- **Questions on the material**:
a. According to the passage on weakly electric fish below, on which two continents did the two independently evolved groups of electric fish arise?
b. Write the next part of the passage on weakly electric fish, picking up after its final sentence.

Selected extract Start Marker

Using weakly electric fish to understand the evolution of convergently evolved, novel phenotypic traits
Michigan State University, USA
Electric fish have served as a model system in biology since the 18th century, providing insight into the nature of bioelectrogenesis, the structure of the synapse, and brain circuitry underlying complex behavior. Electric fishes exhibit many interesting phenotypes, but very little is known about how they are encoded in the genome, which is a broad goal in 21st century biology. Electric fish offer a singular advantage in trying to understand the link between the genome and the phenotype it produces: two groups of electric fish evolved independently in Africa and South America, providing a system where neuroscientists, evolutionary biologists, developmental biologists and cell biologists could examine the genetic mechanisms of convergently evolved phenotypes with built-in replication.

Selected extract End Marker
Extracted records Start Marker

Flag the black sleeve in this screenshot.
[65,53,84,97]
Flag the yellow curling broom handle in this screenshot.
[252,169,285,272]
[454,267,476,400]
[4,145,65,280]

Extracted records End Marker

- **Your written answers**:
a. Africa and South America.

b.
While there is a growing amount of electric fish genomic data, there are no functional tools to investigate this connection. I will report on ongoing efforts among a network of US biologists to develop a robust, accessible, and easily transferable genetic manipulation toolbox for the electric fish model system. The first phase of the project is rapid parallel protocol development for CRIPSR/Cas9 gene editing, the use of vivo-morpholinos, and viral-mediated gene transfer approaches in electric fish. The second phase of the project will be to disseminate protocols and datasets by developing web-based software for sharing protocols, data, and resources, and to train the next generation of electric fish biologists to use these techniques.
This work is supported by NSF #1644965 to J.R.G.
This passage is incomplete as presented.